Extract to read:

****

Vault HA cluster w/Raft storage outage on ARMhf :: Out of memory

I’ve been setting up a Hashi-stack on a cluster of 9 raspberry pis. Each Node has a Vault, Consul, or Nomad agent running in server mode, with the other two products in client mode. All have Consul-Template issuing Nomad and Consul TLS certs from Vault. Vault hasn’t been stable enough to switch to short-lived certs, so they are long-lived for the moment.

I have had my Vault cluster crash and burn previously, and I was just getting it back up and running. After having it run smoothly for about a week, this one crashed and burned as well.

The original error I got was around gRPC sync errors. In this case the error I would get is: Error initializing storage of type raft: cannot allocate memory

Looking at top to see system resource consumption, I never saw much RAM being consumed, but the 4 CPU cores were getting hit pretty hard.

As of this moment, I can’t get any of the Vault nodes running, which also means the Nomad and Consul nodes aren’t really able to do much either as they rely on Vault for fresh certs for the agents themselves and the needs of Nomad jobs.

One thing consistent I’ve noticed between the previous broken cluster and this one is that the vault.db is ~1GB in size. I’m not well versed in all of what gets stored in the vault.db file, but I hadn’t migrated any secrets back in to the new setup. The only thing this Vault service was set up to do in it’s short life was generate the aforementioned TLS certs. It’s possible that a lot of unrevoked, 24hr certs for the various agents and jobs are what is filling up the vault.db file, but other than that, I have no idea what would make it that large. And I only had 6 small services running that have had no issue running independently of the HashiStack on these rpis.

My ulimit -l value is unlimited, so I don’t think it’s a lack of enough locked memory being available, giving exception for the fact that the Raspberry Pi 4’s only have 4GB of RAM, which is the stated minimum for running Vault.

What’s unclear is whether that minimum goes up when using local raft storage rather than Consul, where those burdens might otherwise be shifted to the Consul cluster.

****

Stored data:
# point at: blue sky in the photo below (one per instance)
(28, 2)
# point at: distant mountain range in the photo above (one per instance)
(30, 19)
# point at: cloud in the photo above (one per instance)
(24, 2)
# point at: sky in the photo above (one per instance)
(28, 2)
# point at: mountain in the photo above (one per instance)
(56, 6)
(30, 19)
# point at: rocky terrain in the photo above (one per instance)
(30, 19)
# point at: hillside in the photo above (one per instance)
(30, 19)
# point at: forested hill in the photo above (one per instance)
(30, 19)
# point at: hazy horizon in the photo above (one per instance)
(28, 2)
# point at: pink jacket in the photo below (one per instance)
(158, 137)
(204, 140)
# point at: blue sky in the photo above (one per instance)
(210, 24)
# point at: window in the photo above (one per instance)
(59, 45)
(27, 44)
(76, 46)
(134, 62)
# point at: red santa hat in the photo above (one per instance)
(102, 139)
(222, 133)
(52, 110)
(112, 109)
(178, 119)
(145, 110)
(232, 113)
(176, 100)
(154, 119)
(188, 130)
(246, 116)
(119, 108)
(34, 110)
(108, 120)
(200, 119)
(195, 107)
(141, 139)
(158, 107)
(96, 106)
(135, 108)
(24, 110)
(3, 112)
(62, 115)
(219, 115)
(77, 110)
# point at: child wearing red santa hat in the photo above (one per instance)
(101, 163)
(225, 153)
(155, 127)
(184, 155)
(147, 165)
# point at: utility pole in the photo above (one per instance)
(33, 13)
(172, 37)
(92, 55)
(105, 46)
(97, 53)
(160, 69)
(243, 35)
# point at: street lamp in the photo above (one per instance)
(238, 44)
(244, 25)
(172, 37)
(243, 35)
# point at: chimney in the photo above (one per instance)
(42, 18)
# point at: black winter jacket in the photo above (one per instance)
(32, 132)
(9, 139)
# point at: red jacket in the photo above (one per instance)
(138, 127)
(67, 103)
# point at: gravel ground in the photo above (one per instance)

****

Given task 1:
Answer these about the Vault outage post:
(a) How many Raspberry Pis are in the cluster?
(b) About how large is the vault.db file?
(c) What is the ulimit -l value?
Given task 2:
Can you carry on the Vault outage post from its last sentence?
The listing comes from a different source than the Vault outage post.

Exercise output 1:
(a) 9
(b) About 1GB
(c) Unlimited

Exercise output 2:
Without getting too far ahead of myself in terms of what could be happening here, would using an external storage plugin like Dynamo alleviate some of the RAM requirements for the node?

Any thoughts on what I could try to get the cluster back up and running?

Thanks in advance,
Sam

Hi dehuszar,

Cool setup, I’m doing something similar at home, though I’m still in the process of incorporating Vault.

I haven’t played with raft integrated storage too much yet, but I understand that the boltdb files used for local storage can grow pretty large even without there being much data stored in Vault. You can see what’s actually there by enabling sys/raw and doing list/read queries against it.

The boltdb file is mmap’d, so conceivably that could be related to your “cannot allocated memory” error, though if it’s a 1GB file and you have 4GB that seems like a stretch.

Yes, an external storage engine would no doubt reduce your memory usage. What you’re doing isn’t so outlandish though, so if you’re willing I’d be happy to work with you to try to figure out what’s going wrong with raft storage. You may have to re-initialize your cluster if you can’t get it running as is though. Once you have a working cluster again, we could use the pprof endpoint to look at where your memory is being used over time.

If you’re not already taking regular raft snapshots, that would probably be a good idea too.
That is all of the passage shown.